> **PROBLEM STATEMENT**
Reproduce each line, exactly, from the one containing "[outline] harvested field, every instance" through the end of the material. Exclude pictures.

(Lines of data)
[start]

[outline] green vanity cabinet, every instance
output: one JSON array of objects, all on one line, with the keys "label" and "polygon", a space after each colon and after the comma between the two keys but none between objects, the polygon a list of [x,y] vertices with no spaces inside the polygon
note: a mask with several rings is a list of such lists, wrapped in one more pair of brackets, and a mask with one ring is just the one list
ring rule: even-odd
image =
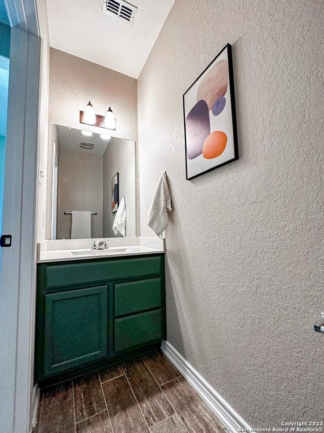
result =
[{"label": "green vanity cabinet", "polygon": [[156,349],[166,339],[164,255],[37,265],[42,385]]},{"label": "green vanity cabinet", "polygon": [[46,375],[107,356],[107,289],[102,286],[45,295]]}]

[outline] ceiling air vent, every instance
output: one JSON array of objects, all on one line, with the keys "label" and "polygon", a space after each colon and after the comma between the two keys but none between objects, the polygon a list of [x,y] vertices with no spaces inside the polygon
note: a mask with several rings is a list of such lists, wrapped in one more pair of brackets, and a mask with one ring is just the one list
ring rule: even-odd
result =
[{"label": "ceiling air vent", "polygon": [[87,143],[86,141],[82,141],[80,143],[80,147],[82,149],[87,149],[88,150],[92,150],[94,146],[93,143]]},{"label": "ceiling air vent", "polygon": [[133,25],[137,8],[127,2],[118,0],[104,0],[102,10],[111,16]]}]

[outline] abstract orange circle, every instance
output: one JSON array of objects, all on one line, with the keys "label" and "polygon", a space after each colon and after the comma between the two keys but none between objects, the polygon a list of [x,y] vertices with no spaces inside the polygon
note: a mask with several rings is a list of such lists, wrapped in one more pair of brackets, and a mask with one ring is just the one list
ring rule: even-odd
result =
[{"label": "abstract orange circle", "polygon": [[219,156],[225,150],[227,136],[222,131],[214,131],[206,139],[202,146],[202,156],[206,159]]}]

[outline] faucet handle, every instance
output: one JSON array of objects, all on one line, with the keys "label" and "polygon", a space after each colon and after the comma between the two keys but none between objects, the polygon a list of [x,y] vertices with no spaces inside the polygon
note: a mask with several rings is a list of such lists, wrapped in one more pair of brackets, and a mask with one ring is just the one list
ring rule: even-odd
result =
[{"label": "faucet handle", "polygon": [[112,242],[112,241],[104,241],[103,242],[103,248],[105,250],[107,250],[109,248],[108,246],[108,244],[111,244]]},{"label": "faucet handle", "polygon": [[97,248],[97,242],[95,241],[88,241],[86,242],[86,244],[92,244],[91,245],[92,250],[96,250]]}]

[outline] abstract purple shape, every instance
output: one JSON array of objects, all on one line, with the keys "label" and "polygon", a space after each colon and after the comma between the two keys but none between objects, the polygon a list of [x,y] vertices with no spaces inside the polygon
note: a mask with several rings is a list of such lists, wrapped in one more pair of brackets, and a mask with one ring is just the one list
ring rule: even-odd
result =
[{"label": "abstract purple shape", "polygon": [[218,116],[224,110],[226,104],[226,98],[225,96],[221,96],[213,106],[213,114],[214,116]]},{"label": "abstract purple shape", "polygon": [[198,101],[186,119],[187,156],[189,159],[202,153],[204,142],[210,131],[208,106],[206,101]]}]

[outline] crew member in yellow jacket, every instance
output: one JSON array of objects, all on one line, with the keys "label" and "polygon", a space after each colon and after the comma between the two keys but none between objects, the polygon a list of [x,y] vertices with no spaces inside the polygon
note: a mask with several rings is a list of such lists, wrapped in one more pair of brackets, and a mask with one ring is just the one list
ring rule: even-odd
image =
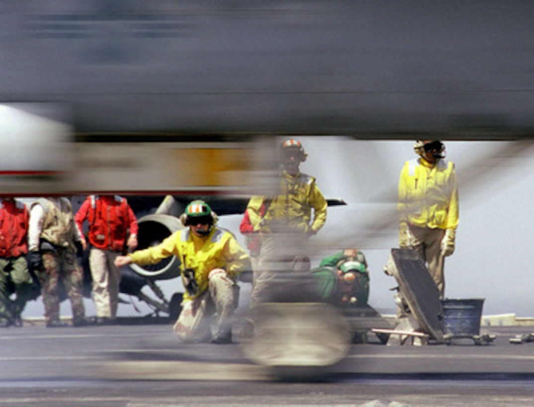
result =
[{"label": "crew member in yellow jacket", "polygon": [[456,172],[441,141],[418,140],[414,149],[420,157],[405,163],[399,182],[399,246],[419,253],[443,298],[444,259],[458,225]]},{"label": "crew member in yellow jacket", "polygon": [[[217,215],[204,201],[191,202],[180,219],[186,229],[157,246],[119,256],[115,264],[117,267],[132,262],[155,264],[176,256],[181,262],[186,292],[175,333],[184,342],[231,343],[239,293],[237,277],[250,269],[248,255],[233,235],[215,226]],[[218,329],[212,336],[210,317],[216,312]]]},{"label": "crew member in yellow jacket", "polygon": [[247,207],[251,234],[259,236],[257,264],[254,270],[252,305],[272,300],[279,272],[309,269],[308,239],[326,221],[326,199],[313,177],[300,171],[307,154],[299,141],[281,143],[282,166],[278,194],[253,196]]}]

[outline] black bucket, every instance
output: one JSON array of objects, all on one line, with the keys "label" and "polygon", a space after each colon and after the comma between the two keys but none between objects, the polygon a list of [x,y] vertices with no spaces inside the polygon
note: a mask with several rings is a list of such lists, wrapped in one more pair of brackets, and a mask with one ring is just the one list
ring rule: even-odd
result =
[{"label": "black bucket", "polygon": [[445,334],[471,338],[480,333],[484,299],[442,300]]}]

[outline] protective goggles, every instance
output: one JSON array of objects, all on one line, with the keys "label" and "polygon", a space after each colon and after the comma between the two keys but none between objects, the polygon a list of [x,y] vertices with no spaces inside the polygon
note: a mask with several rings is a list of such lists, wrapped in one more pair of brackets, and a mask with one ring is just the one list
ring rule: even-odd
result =
[{"label": "protective goggles", "polygon": [[444,148],[443,143],[438,140],[427,143],[423,146],[423,149],[427,153],[441,153]]},{"label": "protective goggles", "polygon": [[191,225],[211,225],[213,223],[213,218],[210,215],[202,216],[188,216],[185,221],[185,226]]}]

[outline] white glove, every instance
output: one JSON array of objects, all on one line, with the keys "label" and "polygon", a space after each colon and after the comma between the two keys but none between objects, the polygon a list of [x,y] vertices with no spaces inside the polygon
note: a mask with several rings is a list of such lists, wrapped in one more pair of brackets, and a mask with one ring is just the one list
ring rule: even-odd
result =
[{"label": "white glove", "polygon": [[441,254],[443,256],[450,256],[454,252],[454,238],[456,231],[454,229],[447,229],[445,236],[441,241]]}]

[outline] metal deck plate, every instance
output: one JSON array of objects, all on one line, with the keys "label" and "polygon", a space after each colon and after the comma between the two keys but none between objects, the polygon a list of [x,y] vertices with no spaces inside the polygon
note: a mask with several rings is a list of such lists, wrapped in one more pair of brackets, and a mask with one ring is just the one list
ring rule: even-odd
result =
[{"label": "metal deck plate", "polygon": [[413,316],[433,339],[443,341],[443,310],[439,291],[425,263],[409,249],[392,249],[391,257],[393,276]]}]

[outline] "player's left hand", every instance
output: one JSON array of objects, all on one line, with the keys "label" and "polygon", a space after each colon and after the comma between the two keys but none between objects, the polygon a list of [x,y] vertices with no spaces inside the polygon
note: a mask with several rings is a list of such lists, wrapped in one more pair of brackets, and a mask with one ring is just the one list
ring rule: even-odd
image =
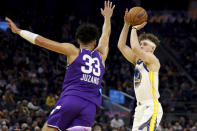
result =
[{"label": "player's left hand", "polygon": [[115,5],[112,5],[112,2],[105,1],[104,9],[101,8],[101,14],[105,18],[111,18],[113,11],[114,11]]},{"label": "player's left hand", "polygon": [[144,22],[144,23],[142,23],[142,24],[140,24],[140,25],[135,25],[135,26],[133,26],[134,28],[136,28],[137,30],[140,30],[140,29],[142,29],[142,28],[144,28],[144,26],[147,24],[147,22]]},{"label": "player's left hand", "polygon": [[9,28],[12,30],[12,32],[19,34],[21,29],[19,29],[10,18],[6,17],[5,20],[8,22]]}]

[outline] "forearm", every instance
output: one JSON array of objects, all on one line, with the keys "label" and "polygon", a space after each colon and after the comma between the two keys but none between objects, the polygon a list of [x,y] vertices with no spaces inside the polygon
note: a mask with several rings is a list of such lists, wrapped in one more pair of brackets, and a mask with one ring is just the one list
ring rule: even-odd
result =
[{"label": "forearm", "polygon": [[38,45],[40,47],[49,49],[51,51],[68,55],[68,52],[65,47],[60,44],[59,42],[44,38],[38,34],[34,34],[32,32],[26,31],[26,30],[20,30],[17,32],[22,38],[26,39],[32,44]]},{"label": "forearm", "polygon": [[131,44],[132,49],[134,49],[134,48],[139,49],[140,48],[136,29],[131,30],[130,44]]},{"label": "forearm", "polygon": [[120,34],[119,41],[118,41],[118,48],[119,49],[121,49],[122,47],[124,47],[126,45],[128,32],[129,32],[129,26],[124,24],[123,29]]},{"label": "forearm", "polygon": [[104,19],[102,34],[107,36],[111,34],[111,18],[109,17],[105,17]]}]

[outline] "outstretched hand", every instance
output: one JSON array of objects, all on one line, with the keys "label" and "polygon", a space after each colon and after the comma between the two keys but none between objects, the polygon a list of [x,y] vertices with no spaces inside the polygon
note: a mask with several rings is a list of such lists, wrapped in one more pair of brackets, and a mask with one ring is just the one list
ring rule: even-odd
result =
[{"label": "outstretched hand", "polygon": [[105,1],[104,3],[104,9],[101,8],[101,14],[105,18],[111,18],[113,11],[114,11],[115,5],[112,5],[112,2]]},{"label": "outstretched hand", "polygon": [[16,34],[19,34],[21,29],[19,29],[16,26],[16,24],[11,19],[9,19],[8,17],[6,17],[5,20],[8,22],[9,28],[12,30],[12,32],[16,33]]},{"label": "outstretched hand", "polygon": [[142,29],[142,28],[144,28],[144,26],[147,24],[147,22],[144,22],[144,23],[142,23],[142,24],[140,24],[140,25],[135,25],[135,26],[133,26],[134,28],[136,28],[137,30],[140,30],[140,29]]},{"label": "outstretched hand", "polygon": [[124,23],[127,24],[127,25],[131,25],[131,18],[130,18],[130,15],[129,15],[129,11],[128,11],[128,8],[126,8],[126,11],[125,11],[125,15],[124,15]]}]

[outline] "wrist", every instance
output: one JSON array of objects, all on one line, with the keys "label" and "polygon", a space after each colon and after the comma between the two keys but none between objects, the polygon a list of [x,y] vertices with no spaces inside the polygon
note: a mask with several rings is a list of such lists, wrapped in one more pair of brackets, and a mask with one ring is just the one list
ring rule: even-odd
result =
[{"label": "wrist", "polygon": [[36,37],[38,36],[38,34],[34,34],[26,30],[20,30],[19,35],[24,39],[28,40],[29,42],[31,42],[32,44],[35,44]]},{"label": "wrist", "polygon": [[21,29],[16,30],[16,34],[20,35]]},{"label": "wrist", "polygon": [[138,30],[137,26],[132,26],[132,29]]},{"label": "wrist", "polygon": [[127,24],[127,23],[124,23],[124,25],[126,26],[126,27],[130,27],[131,25],[130,24]]},{"label": "wrist", "polygon": [[109,16],[104,16],[104,19],[105,19],[105,20],[110,20],[111,17],[109,17]]}]

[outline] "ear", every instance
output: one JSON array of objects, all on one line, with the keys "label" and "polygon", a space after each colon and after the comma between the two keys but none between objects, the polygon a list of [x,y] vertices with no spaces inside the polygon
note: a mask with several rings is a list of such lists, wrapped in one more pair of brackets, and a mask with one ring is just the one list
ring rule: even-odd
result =
[{"label": "ear", "polygon": [[79,39],[77,39],[77,43],[80,45],[81,41]]}]

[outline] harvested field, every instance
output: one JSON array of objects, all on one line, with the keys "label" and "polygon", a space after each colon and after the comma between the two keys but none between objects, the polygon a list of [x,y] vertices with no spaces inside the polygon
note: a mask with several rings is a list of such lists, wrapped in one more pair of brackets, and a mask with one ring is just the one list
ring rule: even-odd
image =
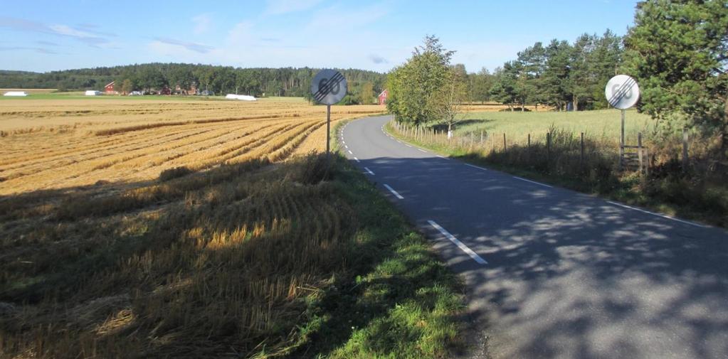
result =
[{"label": "harvested field", "polygon": [[325,111],[0,103],[0,357],[446,356],[456,280],[344,158],[309,154]]},{"label": "harvested field", "polygon": [[[335,106],[332,121],[383,110]],[[280,161],[325,148],[325,113],[290,101],[3,101],[0,195]]]}]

[end]

> **SOLUTION TO THIS EXERCISE**
[outline] harvested field, every instance
output: one JSON array of objects, all on one line, with the keys "label" and "polygon", a space after each colon and after the comma between the two keys but none between objects, the polygon a list of [x,y] vertices with no spaces inside the polygon
note: a mask with several rings is a list of such lists, wrapped in one more pair of brackets, and a mask with one ring is just the one list
ring rule: even-odd
image =
result =
[{"label": "harvested field", "polygon": [[325,111],[0,103],[0,357],[446,356],[456,280],[344,158],[309,154]]},{"label": "harvested field", "polygon": [[[335,106],[332,121],[383,110]],[[280,161],[325,148],[325,113],[290,101],[3,101],[0,195]]]}]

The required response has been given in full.